____ DATA SUPPLIED

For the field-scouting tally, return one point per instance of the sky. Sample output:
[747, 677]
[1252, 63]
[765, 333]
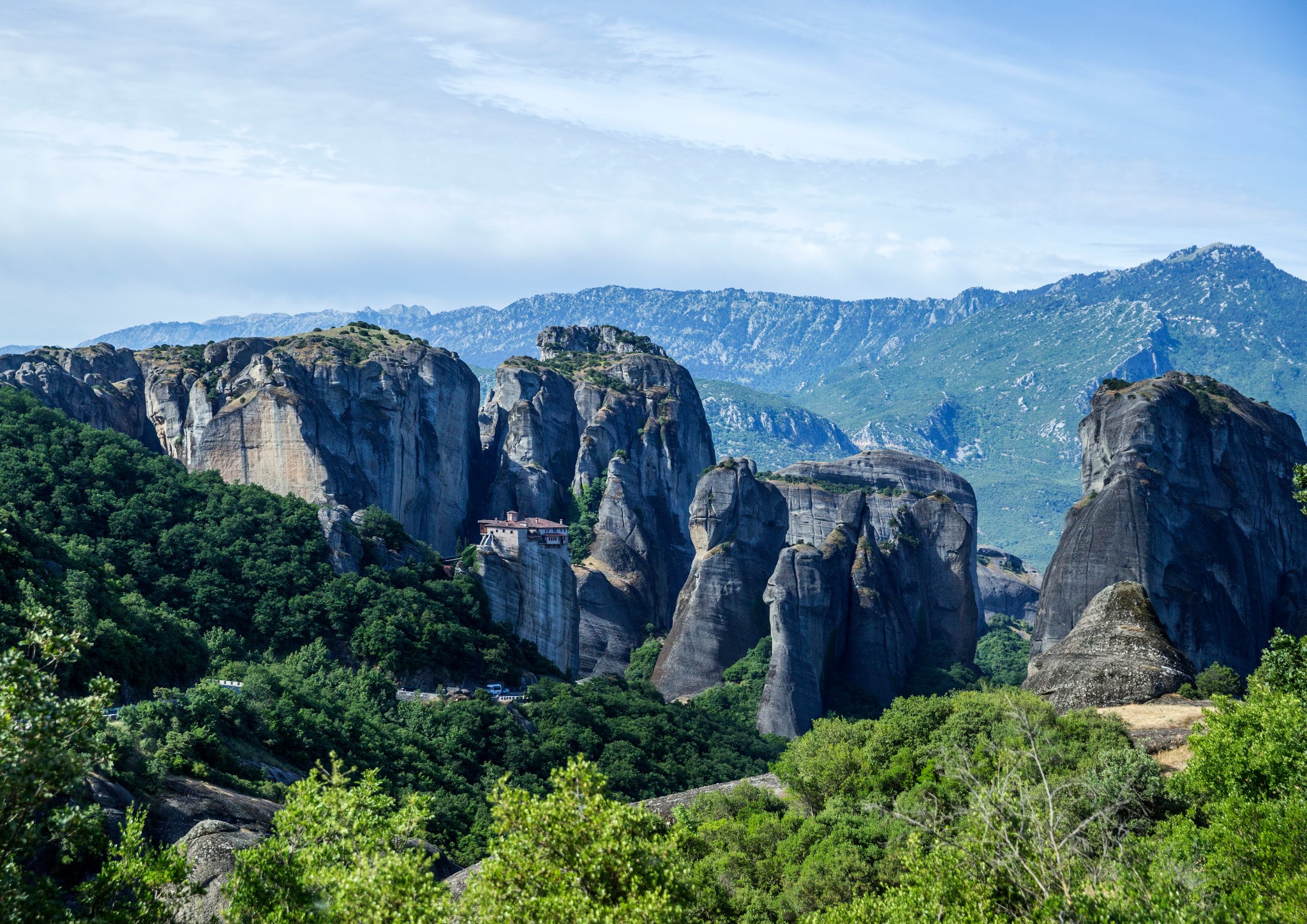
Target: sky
[177, 161]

________

▶ REQUIREMENT: Copy out each record word for word and omit any pictures.

▶ EXERCISE RESULT:
For the field-scouting tally, return one point per instance of the sky. Sample output:
[747, 677]
[1252, 63]
[765, 333]
Target: sky
[177, 161]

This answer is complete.